• [Excerpted passage]:
[Start of section]

Magnetic resonance imaging (MRI) of the thoracolumbar spine reveals abnormal lesions with signal void and enhancement, indicating a vascular anomaly at the T12, L1, and L2 levels (A). Axial images at the L1 level show a left-sided mass lesion in the spinal canal (B). Three-dimensional volumetric contrast-enhanced sagittal TRICKS abdominal magnetic resonance angiography (MRA) using 1.5T MRI system was performed. The study was post-processed into maximum-intensity projection images. These images show a feeding artery at the L1 level (C). Magnetic resonance myelography (anterior-posterior view) reveals a left-sided vascular anomaly (D).

Fig. 2

View of the treatment plan. The target, involving the dura margin, was constructed to include the fistula during structural segmentation under spinal computed tomography imaging (A). Ten conformal beams were used, and a multileaf collimator shaped the target margin. The yellow isodose line represents the 90% isodose line and total prescribed dose of 18 Gy. The blue line represents the 30% isodose line (6 Gy). This treatment plan showed a low dose of radiation exposure to spinal cord (B).

[End of section]

• [Your assignment]: Continue the figure captions on the spinal vascular anomaly and its radiosurgery treatment plan, starting right after their final sentence.

• [Record excerpts]:
[Start of section]

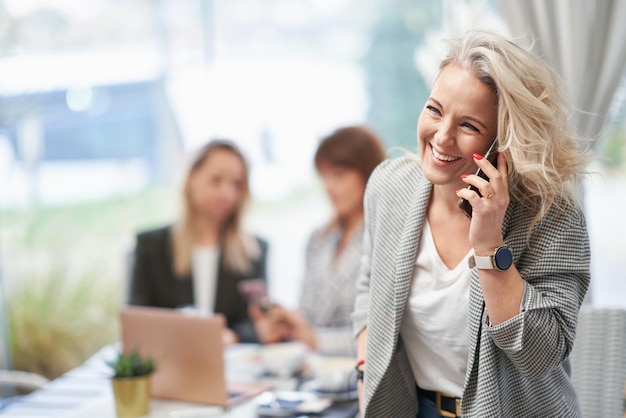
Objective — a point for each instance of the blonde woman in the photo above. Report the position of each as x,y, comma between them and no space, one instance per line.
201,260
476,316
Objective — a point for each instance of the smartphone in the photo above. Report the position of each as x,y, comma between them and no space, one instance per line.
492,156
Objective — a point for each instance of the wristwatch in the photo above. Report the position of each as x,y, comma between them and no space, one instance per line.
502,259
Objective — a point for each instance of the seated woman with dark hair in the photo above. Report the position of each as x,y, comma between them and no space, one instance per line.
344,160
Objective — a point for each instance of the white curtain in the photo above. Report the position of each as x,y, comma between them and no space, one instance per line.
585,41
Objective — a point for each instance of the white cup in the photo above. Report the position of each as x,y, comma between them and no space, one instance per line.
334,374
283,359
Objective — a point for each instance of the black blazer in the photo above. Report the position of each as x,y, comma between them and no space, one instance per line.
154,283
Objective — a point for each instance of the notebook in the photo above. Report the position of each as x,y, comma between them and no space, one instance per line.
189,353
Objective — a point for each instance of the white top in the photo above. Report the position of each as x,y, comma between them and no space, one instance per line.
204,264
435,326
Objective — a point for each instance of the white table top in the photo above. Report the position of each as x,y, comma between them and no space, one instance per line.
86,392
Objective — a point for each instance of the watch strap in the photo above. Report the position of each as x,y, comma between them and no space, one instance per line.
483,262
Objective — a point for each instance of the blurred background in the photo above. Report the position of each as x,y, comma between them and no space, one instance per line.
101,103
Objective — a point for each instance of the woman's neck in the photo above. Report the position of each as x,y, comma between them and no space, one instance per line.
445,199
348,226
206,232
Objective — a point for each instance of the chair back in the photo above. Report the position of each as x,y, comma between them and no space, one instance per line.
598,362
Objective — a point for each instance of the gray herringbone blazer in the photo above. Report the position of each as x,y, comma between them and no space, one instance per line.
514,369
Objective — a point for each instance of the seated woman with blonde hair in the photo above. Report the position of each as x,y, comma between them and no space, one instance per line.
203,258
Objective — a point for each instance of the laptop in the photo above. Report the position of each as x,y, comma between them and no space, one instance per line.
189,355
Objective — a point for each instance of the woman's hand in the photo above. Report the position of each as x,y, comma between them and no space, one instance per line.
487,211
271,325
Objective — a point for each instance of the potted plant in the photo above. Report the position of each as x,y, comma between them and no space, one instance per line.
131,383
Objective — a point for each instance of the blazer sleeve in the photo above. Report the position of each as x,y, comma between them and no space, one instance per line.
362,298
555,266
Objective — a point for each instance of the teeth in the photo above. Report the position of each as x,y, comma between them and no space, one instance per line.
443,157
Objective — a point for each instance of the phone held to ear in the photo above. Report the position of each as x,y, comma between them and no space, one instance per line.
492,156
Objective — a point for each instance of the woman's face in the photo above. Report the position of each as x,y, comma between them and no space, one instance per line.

[End of section]
[Start of section]

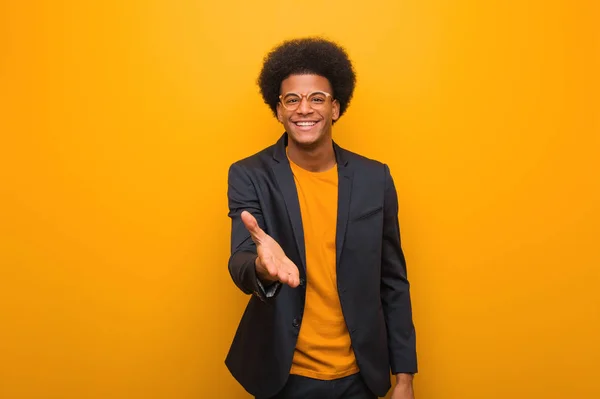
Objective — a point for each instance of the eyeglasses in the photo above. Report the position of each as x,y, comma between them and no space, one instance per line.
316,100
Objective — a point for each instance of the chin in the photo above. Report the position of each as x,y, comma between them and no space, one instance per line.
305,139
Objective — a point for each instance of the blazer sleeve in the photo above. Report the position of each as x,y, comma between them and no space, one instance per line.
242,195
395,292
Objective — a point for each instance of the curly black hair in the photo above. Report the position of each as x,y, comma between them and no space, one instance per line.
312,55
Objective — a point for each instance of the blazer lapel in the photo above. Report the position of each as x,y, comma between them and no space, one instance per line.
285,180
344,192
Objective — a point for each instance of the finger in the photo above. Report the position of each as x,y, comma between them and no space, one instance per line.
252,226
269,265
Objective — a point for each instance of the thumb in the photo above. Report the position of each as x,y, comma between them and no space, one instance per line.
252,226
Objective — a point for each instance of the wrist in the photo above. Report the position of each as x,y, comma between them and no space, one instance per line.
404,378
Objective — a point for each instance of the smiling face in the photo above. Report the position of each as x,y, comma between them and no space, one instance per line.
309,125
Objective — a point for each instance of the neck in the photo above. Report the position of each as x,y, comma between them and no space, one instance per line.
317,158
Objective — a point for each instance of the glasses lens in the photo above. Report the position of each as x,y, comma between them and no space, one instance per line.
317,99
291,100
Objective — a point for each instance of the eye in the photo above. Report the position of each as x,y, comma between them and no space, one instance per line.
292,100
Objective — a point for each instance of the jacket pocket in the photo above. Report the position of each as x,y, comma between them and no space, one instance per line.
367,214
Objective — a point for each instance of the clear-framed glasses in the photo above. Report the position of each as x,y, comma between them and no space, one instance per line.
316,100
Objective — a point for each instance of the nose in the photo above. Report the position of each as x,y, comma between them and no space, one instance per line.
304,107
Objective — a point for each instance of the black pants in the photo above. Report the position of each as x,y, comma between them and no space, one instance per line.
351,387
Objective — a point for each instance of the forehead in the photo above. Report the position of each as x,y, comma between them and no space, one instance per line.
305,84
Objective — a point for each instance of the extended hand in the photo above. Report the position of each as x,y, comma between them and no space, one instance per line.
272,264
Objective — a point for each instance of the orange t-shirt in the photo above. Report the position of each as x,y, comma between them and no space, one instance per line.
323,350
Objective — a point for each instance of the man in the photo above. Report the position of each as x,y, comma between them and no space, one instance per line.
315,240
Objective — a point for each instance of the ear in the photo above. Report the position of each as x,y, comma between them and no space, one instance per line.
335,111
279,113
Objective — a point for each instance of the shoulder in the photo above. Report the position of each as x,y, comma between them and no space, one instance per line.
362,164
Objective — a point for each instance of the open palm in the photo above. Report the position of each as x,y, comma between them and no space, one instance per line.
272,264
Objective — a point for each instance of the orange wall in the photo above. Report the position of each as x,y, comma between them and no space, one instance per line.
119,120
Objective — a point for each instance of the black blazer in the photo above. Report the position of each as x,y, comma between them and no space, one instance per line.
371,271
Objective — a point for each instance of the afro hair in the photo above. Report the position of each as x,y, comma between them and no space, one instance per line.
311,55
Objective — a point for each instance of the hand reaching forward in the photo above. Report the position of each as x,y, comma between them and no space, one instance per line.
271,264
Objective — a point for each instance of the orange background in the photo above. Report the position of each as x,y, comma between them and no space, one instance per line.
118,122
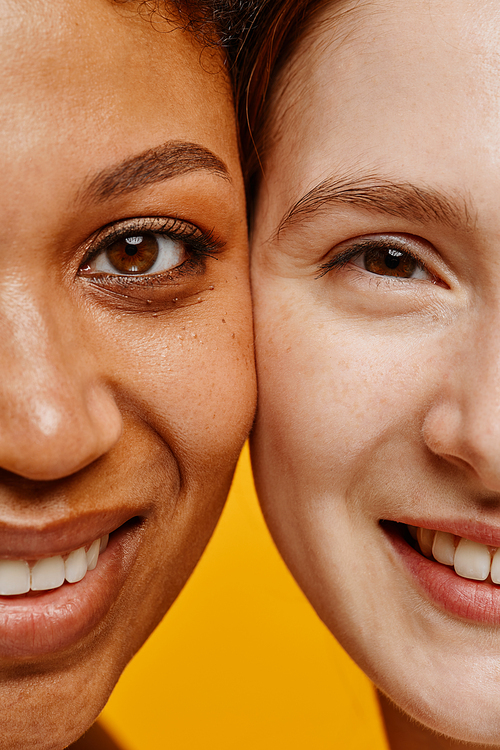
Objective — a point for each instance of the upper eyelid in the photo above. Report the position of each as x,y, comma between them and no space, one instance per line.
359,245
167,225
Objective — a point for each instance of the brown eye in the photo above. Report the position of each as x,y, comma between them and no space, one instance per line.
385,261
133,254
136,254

[End of section]

• [Response below]:
Fig. 3

Follow-up MRI and MRA images after 7 months. The size of the feeding artery and abnormal vascular lesion is decreased (A). The previous lesion with signal void and enhancement is also reduced (B).

Fig. 4

Follow-up MRI and MRA images after 3 years show disappearance of the feeding artery of the spinal dural arteriovenous fistula (A) and sequelae of the previous lesion (B).